• **What to produce**: Identify every line in the rows below that contains the word "building", and copy each of those lines. Matching is case-sensitive.

• **Input for this task**:
⟨

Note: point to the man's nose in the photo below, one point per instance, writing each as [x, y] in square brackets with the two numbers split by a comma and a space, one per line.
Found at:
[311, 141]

⟩
⟨

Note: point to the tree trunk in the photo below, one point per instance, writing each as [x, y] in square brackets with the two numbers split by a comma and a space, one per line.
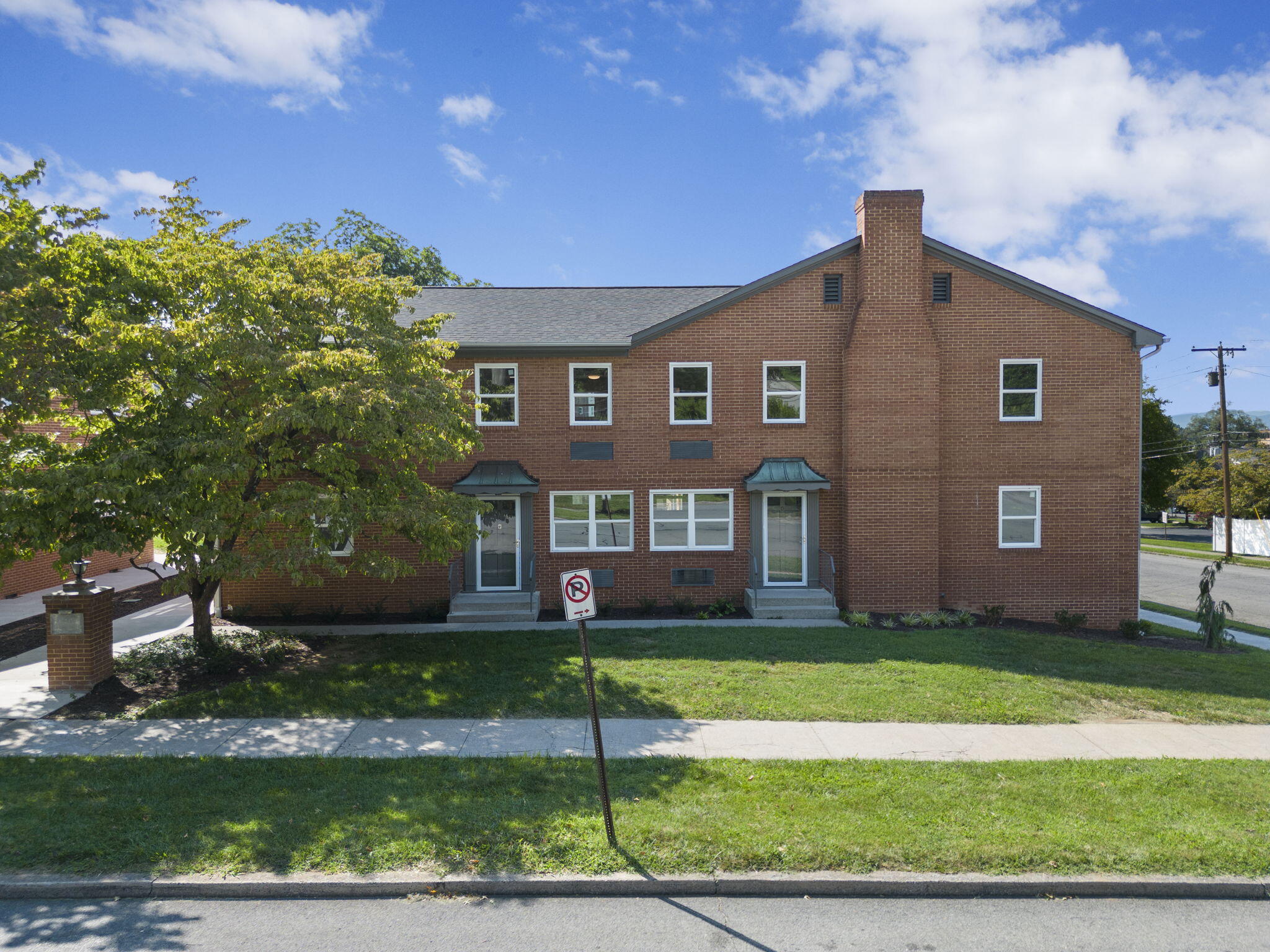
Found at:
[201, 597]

⟩
⟨

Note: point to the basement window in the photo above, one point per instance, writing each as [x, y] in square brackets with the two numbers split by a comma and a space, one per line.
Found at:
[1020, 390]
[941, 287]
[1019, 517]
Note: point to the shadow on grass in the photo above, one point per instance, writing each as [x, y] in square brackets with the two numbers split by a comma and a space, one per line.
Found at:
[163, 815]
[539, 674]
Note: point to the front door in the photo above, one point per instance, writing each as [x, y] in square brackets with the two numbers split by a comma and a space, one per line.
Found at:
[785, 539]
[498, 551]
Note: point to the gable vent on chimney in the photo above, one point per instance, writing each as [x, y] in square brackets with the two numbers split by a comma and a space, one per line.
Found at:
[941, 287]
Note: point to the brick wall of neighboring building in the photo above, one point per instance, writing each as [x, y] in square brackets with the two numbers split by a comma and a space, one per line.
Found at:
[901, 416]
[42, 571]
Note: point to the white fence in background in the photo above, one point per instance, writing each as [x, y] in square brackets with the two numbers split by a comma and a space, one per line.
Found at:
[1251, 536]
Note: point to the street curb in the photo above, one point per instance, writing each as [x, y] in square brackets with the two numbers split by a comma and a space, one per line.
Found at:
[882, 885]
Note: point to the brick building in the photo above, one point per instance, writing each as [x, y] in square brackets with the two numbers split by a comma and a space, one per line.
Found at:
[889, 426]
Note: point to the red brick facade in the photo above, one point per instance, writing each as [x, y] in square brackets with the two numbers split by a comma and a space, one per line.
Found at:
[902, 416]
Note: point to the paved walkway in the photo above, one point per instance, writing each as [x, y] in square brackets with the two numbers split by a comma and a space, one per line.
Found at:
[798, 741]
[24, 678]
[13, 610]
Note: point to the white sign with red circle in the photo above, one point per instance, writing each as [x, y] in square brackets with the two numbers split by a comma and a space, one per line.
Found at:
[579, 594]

⟩

• **Answer to this exercise**:
Note: point to the brick wall of neighboring building in the photo above, one point per instance, writing each as [x, y] in square brackets with the two numbers split by a comma and a space, one per line.
Note: point to the brick building in the photo above, one point per instance, writing each as [x, y] in square brackets with the two numbers split by a comma and a space, one per line.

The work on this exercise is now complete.